Goal of the exercise - Rewrite the records as a numbered list, starting at their beginning and ending with the line that contains "Each instance of", both ends included. Skip blank lines and leave out the pictures.

Recorded information -
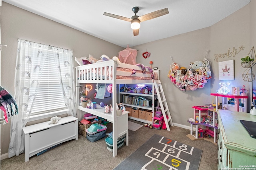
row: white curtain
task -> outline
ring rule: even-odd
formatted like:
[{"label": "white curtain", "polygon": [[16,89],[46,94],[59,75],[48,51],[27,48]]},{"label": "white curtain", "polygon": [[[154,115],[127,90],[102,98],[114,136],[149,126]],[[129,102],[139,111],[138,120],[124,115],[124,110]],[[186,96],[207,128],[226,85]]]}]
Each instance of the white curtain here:
[{"label": "white curtain", "polygon": [[[16,61],[14,98],[18,106],[19,114],[12,118],[9,158],[14,155],[18,156],[24,152],[22,128],[26,125],[31,113],[47,54],[49,50],[52,51],[52,49],[54,49],[56,56],[55,60],[56,70],[58,70],[56,72],[59,73],[58,75],[60,76],[60,84],[63,90],[68,115],[76,115],[74,109],[76,100],[74,100],[75,99],[75,88],[72,51],[19,39]],[[60,51],[61,52],[60,52]],[[69,57],[68,61],[60,63],[60,57],[68,53],[71,57]],[[57,63],[58,64],[57,64]],[[65,67],[72,68],[72,69],[64,69],[64,71],[62,73],[61,69]],[[68,70],[68,72],[66,72],[66,70]],[[69,81],[63,80],[65,78],[69,78],[68,80]]]},{"label": "white curtain", "polygon": [[[53,47],[52,49],[55,57],[55,65],[59,76],[60,84],[62,88],[63,99],[68,110],[68,114],[69,116],[76,115],[76,88],[73,52],[71,50],[56,47]],[[71,57],[67,57],[66,56],[70,55]],[[65,59],[63,60],[63,59]],[[72,69],[68,68],[70,67],[72,67]]]}]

Output for this task -
1. row: white curtain
2. task -> outline
3. ring rule: even-odd
4. formatted like:
5. [{"label": "white curtain", "polygon": [[16,89],[46,94],[59,75],[48,51],[27,48]]},{"label": "white curtain", "polygon": [[[154,115],[127,90],[102,98],[114,136],[149,126]],[[129,102],[139,111],[138,120],[124,115],[124,110]],[[186,96],[207,128],[226,85]]]}]
6. Each instance of the white curtain here:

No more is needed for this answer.